_EXERCISE INSTRUCTIONS_
A: For each of these statements, say whether it agrees with the sermon below. Answer yes or no and quote the sermon's deciding words. (i) The Interfaith Table group met once a month. (ii) The Hindu students presented their tradition as a lecture given to the audience. (iii) One ritual the students described involved cracking walnuts over a threshold.
B: In the sermon below, which root of the word "religion" does the speaker recall?
C: Write the next part of the sermon below, starting after its final line.

_TEXT SECTION_

Sermon
February 12, 2017
Rev. Emily Wright-Magoon
A STORY ABOUT RELIGION
I was with a large group of people gathered to learn about Hinduism from several Hindu college students.
I was one of the college multifaith chaplains and this was our program called Interfaith Table: each month, a diverse group would come together to eat food prepared by a different religious group and then learn from them about their tradition.
For their presentation, the Hindu students had first chosen to perform for us in full costume the story traditionally told around the Hindu festival of Diwali, the story of Rama and Sita. Then they’d chosen a “fishbowl” discussion format: we sat on the outside and listened while the Hindu students talked among themselves about their religious tradition.
We watched them light up as they spoke with one another about similarities and differences in their religious practice, sometimes because of family styles, other times because of cultural differences. They talked about their preferences among the many gods and goddesses, such as the goddess of learning, Saraswati, whom they would often invoke during their studies…or perhaps the powerful Durga, or Vishnu the preserver. They spoke of rituals they’d perform at certain special occasions. One ritual involved cracking walnuts over a threshold, and as one of them told the myth behind the ritual, her friend remarked in sudden understanding, “I didn’t know that’s why we do that!”
Deep connections to family were woven throughout their discussion of these symbols, stories, and rituals, and I remembered one of the roots of the word “religion”: ligare, to bind together, as in the word “ligament.”
I remembered what I had learned early in my religious studies classes that, whereas Christian-dominant Westerners see religion as all about belief/doctrine, non-“Western” religions are often more focused on the ritual, the experiential. Their experience of symbols, stories, and rituals bind them together – like belief can – but differently so.
So, when it came time for questions, I asked these Hindu students: “What would you say to someone who asked you if you ‘actually’ believed that these gods and goddesses really exist?”
They looked at each other and all said:
It’s not really a question that makes sense to us. We don’t really think about whether they exist “for real” or not. …In a way, it doesn’t really matter.

(Data records)
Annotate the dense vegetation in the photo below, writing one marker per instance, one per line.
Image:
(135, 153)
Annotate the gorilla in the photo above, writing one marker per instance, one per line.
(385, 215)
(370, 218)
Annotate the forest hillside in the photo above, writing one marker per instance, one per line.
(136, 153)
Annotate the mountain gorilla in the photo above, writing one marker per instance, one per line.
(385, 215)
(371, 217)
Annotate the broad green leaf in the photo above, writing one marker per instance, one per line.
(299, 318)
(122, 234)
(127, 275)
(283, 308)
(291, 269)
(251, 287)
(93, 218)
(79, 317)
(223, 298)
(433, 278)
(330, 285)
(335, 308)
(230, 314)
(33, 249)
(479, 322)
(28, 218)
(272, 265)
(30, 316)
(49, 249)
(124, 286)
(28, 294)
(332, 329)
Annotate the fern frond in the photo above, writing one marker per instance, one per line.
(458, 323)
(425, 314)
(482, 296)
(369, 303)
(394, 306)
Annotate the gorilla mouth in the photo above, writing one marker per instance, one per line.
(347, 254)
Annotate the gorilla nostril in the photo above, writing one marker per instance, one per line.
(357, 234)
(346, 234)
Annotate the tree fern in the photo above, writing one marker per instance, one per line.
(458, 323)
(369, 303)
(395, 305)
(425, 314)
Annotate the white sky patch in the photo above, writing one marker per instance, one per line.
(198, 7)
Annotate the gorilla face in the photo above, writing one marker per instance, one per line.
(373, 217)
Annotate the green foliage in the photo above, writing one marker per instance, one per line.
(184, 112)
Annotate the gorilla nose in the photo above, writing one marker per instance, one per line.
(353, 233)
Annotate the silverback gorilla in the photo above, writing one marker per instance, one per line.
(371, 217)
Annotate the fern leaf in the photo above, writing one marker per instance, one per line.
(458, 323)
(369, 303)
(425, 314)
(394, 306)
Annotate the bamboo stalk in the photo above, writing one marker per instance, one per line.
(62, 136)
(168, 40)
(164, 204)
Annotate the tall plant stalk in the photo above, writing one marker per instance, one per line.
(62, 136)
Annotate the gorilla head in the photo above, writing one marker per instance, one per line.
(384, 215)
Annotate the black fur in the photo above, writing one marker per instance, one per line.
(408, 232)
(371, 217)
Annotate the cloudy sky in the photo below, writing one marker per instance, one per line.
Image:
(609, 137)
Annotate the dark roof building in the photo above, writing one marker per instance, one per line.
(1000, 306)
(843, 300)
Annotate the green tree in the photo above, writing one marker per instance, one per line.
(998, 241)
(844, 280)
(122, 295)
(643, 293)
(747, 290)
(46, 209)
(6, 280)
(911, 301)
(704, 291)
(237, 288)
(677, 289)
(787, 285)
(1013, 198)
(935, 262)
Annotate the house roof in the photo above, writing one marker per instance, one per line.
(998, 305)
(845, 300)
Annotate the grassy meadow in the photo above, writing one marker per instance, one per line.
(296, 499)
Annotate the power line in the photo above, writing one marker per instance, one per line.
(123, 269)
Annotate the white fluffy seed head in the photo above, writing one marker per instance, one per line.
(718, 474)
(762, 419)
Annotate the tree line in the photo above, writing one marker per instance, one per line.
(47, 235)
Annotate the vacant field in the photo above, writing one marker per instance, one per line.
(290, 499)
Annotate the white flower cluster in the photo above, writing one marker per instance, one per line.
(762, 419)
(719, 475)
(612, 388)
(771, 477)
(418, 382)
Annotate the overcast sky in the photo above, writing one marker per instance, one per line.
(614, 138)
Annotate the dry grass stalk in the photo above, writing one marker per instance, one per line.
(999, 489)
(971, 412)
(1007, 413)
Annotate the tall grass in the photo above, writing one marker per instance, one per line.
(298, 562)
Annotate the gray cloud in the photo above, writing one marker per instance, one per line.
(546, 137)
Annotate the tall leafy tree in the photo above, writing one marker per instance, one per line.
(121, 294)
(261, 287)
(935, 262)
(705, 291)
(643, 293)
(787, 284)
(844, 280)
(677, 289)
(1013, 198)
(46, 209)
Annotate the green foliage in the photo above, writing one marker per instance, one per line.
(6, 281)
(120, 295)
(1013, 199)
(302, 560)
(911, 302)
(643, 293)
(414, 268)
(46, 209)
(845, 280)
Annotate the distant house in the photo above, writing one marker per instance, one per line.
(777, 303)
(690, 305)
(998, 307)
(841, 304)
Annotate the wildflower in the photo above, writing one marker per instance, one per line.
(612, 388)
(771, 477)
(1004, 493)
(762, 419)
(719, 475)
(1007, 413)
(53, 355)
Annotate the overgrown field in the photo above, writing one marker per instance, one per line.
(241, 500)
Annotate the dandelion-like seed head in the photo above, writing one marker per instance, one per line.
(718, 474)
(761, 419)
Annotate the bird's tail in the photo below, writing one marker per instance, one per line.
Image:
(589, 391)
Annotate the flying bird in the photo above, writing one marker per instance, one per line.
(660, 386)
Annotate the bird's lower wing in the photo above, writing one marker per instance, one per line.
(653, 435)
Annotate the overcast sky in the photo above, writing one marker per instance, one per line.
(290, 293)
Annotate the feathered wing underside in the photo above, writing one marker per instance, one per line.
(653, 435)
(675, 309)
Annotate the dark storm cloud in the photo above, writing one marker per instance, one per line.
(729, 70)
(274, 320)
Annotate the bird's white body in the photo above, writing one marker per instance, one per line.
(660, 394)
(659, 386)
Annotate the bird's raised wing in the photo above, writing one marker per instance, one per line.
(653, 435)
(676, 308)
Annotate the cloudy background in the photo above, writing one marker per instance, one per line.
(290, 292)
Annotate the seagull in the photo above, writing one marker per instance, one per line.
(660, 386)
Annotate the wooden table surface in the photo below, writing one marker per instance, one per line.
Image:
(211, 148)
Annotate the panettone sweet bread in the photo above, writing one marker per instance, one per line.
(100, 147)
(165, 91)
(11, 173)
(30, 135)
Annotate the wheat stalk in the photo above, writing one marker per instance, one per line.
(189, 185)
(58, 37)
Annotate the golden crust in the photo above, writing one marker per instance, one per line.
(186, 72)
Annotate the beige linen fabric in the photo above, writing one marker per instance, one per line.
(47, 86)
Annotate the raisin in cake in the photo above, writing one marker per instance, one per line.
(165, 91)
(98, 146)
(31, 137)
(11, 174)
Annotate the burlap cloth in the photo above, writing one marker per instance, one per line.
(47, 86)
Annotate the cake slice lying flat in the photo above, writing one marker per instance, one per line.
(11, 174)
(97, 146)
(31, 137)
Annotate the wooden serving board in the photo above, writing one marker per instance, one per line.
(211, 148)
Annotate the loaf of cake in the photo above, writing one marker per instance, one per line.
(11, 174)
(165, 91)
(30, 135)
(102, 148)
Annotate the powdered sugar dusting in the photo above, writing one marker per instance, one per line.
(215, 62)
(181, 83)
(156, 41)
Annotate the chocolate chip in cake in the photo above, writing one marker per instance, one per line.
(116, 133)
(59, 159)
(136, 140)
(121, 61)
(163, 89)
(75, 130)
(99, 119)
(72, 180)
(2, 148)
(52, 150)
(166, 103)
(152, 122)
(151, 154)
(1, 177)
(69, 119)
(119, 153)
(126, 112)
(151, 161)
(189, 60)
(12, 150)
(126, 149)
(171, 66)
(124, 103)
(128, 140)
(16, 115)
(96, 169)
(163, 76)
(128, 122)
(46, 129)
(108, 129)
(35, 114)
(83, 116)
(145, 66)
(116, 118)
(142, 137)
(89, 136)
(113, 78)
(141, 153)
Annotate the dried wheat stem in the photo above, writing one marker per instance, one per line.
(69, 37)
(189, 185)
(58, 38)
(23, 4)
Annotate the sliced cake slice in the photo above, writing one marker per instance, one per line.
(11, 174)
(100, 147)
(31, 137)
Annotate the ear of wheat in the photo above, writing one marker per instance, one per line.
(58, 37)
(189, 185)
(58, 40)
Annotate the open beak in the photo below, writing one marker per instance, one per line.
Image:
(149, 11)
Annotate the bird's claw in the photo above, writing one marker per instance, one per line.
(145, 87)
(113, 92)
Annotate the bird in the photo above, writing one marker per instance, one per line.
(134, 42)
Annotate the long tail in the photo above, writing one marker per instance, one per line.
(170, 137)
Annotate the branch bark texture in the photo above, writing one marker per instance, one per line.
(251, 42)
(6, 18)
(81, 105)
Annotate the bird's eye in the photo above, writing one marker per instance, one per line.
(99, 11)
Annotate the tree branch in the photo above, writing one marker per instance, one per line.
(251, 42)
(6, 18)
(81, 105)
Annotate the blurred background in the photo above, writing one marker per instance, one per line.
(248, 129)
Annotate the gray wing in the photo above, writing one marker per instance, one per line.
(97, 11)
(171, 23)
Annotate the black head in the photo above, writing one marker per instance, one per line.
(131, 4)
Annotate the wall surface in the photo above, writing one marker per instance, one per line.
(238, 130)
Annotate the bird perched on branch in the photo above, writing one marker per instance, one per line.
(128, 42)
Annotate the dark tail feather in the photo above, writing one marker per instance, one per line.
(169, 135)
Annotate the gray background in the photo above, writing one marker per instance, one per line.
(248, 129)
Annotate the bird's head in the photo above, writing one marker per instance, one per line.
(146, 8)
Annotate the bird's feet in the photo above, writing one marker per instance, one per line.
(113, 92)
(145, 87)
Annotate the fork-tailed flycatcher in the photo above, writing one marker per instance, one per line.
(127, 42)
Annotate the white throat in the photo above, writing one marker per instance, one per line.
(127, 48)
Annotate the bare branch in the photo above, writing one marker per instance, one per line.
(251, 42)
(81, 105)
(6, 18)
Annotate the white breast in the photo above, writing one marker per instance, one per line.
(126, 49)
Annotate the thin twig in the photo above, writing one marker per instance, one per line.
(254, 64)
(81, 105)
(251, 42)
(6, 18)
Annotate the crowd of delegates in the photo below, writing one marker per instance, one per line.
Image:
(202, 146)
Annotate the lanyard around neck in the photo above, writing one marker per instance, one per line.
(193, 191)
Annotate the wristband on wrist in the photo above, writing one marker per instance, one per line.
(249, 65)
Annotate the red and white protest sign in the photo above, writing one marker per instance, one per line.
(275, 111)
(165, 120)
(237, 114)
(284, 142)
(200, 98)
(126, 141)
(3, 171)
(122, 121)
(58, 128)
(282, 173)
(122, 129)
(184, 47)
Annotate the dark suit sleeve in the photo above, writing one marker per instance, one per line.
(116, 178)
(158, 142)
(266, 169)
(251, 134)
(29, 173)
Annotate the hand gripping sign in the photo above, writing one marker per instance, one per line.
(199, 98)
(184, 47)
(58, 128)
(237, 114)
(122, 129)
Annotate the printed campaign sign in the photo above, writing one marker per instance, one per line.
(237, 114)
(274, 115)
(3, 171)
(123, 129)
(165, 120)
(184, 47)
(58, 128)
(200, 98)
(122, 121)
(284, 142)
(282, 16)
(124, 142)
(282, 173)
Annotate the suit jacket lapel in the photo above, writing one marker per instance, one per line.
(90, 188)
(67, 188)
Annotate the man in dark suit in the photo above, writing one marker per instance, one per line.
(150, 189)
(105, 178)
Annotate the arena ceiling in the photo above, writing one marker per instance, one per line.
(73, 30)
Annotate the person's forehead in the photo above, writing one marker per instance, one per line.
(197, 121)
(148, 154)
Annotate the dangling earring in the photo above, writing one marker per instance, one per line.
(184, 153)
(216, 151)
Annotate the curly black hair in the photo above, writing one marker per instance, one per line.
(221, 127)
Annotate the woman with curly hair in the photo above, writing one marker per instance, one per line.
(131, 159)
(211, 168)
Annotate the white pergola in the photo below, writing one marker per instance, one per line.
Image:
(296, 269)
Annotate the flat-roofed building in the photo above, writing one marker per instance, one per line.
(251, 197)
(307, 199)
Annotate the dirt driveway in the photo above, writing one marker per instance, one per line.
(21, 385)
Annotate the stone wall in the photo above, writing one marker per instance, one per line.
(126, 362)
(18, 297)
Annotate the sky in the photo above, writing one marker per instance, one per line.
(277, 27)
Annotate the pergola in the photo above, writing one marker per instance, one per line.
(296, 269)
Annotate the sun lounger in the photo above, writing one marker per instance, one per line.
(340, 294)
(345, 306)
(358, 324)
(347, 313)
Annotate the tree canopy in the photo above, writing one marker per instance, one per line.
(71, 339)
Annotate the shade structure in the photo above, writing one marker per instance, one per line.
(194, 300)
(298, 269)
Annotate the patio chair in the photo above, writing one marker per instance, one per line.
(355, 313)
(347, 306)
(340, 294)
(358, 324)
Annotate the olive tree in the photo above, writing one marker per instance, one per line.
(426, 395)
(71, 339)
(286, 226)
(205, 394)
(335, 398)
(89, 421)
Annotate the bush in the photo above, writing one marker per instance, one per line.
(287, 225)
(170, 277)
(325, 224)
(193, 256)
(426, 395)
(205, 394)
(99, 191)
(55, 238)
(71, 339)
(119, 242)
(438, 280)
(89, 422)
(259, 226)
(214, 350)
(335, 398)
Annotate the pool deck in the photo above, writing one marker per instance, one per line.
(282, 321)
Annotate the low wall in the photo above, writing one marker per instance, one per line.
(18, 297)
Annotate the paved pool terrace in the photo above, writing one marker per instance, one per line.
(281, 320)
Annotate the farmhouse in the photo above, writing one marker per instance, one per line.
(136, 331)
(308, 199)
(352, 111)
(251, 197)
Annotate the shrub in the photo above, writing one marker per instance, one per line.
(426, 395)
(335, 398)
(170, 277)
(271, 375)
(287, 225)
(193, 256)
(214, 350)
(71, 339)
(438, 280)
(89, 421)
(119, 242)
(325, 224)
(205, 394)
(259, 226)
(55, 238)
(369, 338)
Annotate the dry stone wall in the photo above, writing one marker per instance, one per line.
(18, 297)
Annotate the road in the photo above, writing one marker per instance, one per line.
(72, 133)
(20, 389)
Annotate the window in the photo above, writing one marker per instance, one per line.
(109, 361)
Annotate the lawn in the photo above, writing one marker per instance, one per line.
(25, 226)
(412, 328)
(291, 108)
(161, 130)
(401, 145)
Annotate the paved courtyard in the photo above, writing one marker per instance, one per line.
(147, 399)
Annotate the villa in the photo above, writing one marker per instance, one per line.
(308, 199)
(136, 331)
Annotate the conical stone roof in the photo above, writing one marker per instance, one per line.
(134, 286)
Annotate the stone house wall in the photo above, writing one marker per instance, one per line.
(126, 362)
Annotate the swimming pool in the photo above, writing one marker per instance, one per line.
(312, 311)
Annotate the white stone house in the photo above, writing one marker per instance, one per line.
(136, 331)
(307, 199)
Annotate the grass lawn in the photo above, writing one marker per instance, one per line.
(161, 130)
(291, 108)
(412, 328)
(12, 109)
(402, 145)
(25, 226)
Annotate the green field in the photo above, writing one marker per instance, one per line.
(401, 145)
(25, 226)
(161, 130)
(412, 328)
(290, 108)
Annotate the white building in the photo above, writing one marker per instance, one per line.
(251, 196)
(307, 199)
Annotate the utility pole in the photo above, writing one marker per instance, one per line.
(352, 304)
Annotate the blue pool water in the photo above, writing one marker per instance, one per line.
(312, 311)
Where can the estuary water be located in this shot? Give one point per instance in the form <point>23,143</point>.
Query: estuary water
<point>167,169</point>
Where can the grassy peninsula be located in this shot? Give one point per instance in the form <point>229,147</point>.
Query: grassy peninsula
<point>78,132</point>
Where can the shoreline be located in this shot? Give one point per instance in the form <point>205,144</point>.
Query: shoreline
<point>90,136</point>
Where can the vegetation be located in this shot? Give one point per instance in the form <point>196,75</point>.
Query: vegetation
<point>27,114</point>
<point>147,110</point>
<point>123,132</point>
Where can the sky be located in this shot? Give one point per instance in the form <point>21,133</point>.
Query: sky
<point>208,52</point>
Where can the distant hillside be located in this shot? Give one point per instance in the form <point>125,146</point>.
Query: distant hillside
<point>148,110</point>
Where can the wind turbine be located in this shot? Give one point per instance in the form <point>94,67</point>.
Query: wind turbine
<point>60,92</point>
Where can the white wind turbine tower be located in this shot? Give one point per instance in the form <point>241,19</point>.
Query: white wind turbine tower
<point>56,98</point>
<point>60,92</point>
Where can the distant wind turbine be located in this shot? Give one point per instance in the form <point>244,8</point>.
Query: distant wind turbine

_ANSWERS GIVEN_
A:
(i) Yes: "each month, a diverse group would come together to eat food prepared by a different religious group"
(ii) No: "Then they’d chosen a “fishbowl” discussion format: we sat on the outside and listened while the Hindu students talked among themselves about their religious tradition."
(iii) Yes: "One ritual involved cracking walnuts over a threshold"

B: Ligare, meaning "to bind together," as in the word "ligament."

C:
Some “Westerners” would respond with confusion, even frustration: “Don’t they want to be rational, not superstitious?” We UUs certainly value reason, don’t we?
But we’ll table that question for a minute…
GOD IS ONE?
I felt kind of bad titling this sermon with the provocative title, “God is Not One.” It’s not my title, but that of a book by religion scholar Stephen Prothero. I particularly felt bad about this title because the reverse statement, “God is One” is a famous statement by one of our cherished Unitarian ancestors, and martyrs, Francis Davíd. But that was in reference to the Christian Trinity…
When I speak of “God is Not One,” I am referencing the statement often heard these days by well-meaning people that “all religions are really the same.”
As one common analogy puts it, “all religious and spiritual paths are simply different routes up the same mountain to the same peak.”
These kinds of statements are usually well-meaning – they are about finding common ground in order to encourage cooperation and avoid war. Or, on the other hand, they are about dismissing all religion as foolish at best and poisonous at worst. To that, I’d say that religions have been forces of both good and evil.
ON RELIGION
Religion is a force far too large and powerful to ignore.
“More than 9 out of 10 Americans believe in God, and, with the notable exception of Western Europe, the rest of the world is furiously religious,” as Stephen Prothero puts it. And religion is not just a personal matter but affects economic, cultural, political, and social systems. And religion is not going away anytime soon: Islam’s numbers have skyrocketed over the last century.
“Even if religion makes no sense to you,” as Prothero says, “you need to make sense of religion to make sense of the world…Rather than…lump[ing] all religions together in one trash can or treasure chest, we must start with a clear-eyed understanding of the fundamental differences in both belief and practice between Islam and Christianity, Confucianism and Hinduism.”
SPLITTERS AND LUMPERS
Stephen Prothero is what you could call a splitter. In all of life, there are lumpers and splitters. Lumpers, such as the popular religious scholar Karen Armstrong, see differences as surmountable and emphasize commonalities. Splitters like Prothero emphasize difference and complexity, and resist simple schemes.
Lumping and splitting each has its drawbacks: Lumping can often water things down to a point where there is no longer any meaning. Splitting can lead to unnecessary complexity and a failure to see similarities.
We need both.
Today, I am emphasizing splitting, in part because I think, as Unitarian Universalists, we can have a tendency to assume we all ultimately believe the same things when in truth there are significant differences among us which we could benefit from exploring.
A RELISH FOR DIVERSITY
So, the view that “God is Not One” has within it a relish for diversity.
The theologian Paul Knitter describes this preference for diversity:((Much of the content of this sermon is drawn from Paul Knitter’s work Introducing Theologies of Religions, a very valuable book.))
Whether you’re talking about atoms or molecules or plants or animals or humans – or truths – you can’t get away from diversity. …Yes, different things can be interrelated, connected, and brought into unifying relationships, but never to the point where you lose diversity. Diversity will always…[have] the last word…over unity….Otherwise, life and its evolution not only would get dull but would wither away. Remove diversity and you remove vitality.
So when we ask that different religions come together on so-called common ground we risk damaging important diversity.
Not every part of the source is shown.